**REQUIREMENT**: Reproduce word for word the portion of the acid-base reactions passage below that begins with the words "Performing Calculations for" and ends with "solution), as required.".

**EXCERPTED PASSAGE**:

————————

Performing Calculations for Acid-Base Reactions

1. List the species present in the combined solution before any reaction occurs, and decide what reaction will occur.
2. Write the balanced net ionic equation for this reaction.
3. Calculate moles of reactants.
4. Determine the limiting reactant, where appropriate.
5. Calculate the moles of the required reactant or product.
6. Convert to grams or volume (of solution), as required.

Acid-Base Titrations

• Titration – delivery of a measured volume of a solution of known concentration (the titrant) into a solution containing the substance being analyzed (the analyte).
• Equivalence point – enough titrant added to react exactly with the analyte.
• Endpoint – the indicator changes color so you can tell the equivalence point has been reached.

Concept Check 2

For the titration of sulfuric acid (\(\chem{H_2SO_4}\)) with sodium hydroxide (\(\chem{NaOH}\)), how many moles of sodium hydroxide would be required to react with 1.00 L of 0.500 M sulfuric acid to reach the endpoint? $$ \phantom{ } $$

Concept Check 2 - Answer

For the titration of sulfuric acid (\(\chem{H_2SO_4}\)) with sodium hydroxide (\(\chem{NaOH}\)), how many moles of sodium hydroxide would be required to react with 1.00 L of 0.500 M sulfuric acid to reach the endpoint? $$ 1.00\,\chem{mol}\,\chem{NaOH} $$

Oxidation-Reduction Reactions

Redox Reactions

• Reactions in which one or more electrons are transferred.

————————

**RECORDED INFORMATION**:

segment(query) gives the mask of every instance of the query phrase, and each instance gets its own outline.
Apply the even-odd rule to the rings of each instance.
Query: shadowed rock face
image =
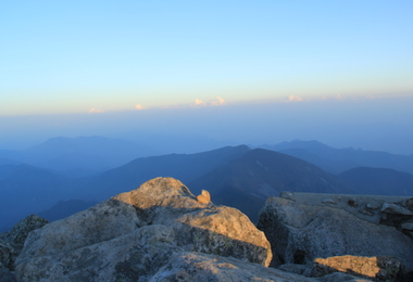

————————

**TASK ANSWER**:
Performing Calculations for Acid-Base Reactions

1. List the species present in the combined solution before any reaction occurs, and decide what reaction will occur.
2. Write the balanced net ionic equation for this reaction.
3. Calculate moles of reactants.
4. Determine the limiting reactant, where appropriate.
5. Calculate the moles of the required reactant or product.
6. Convert to grams or volume (of solution), as required.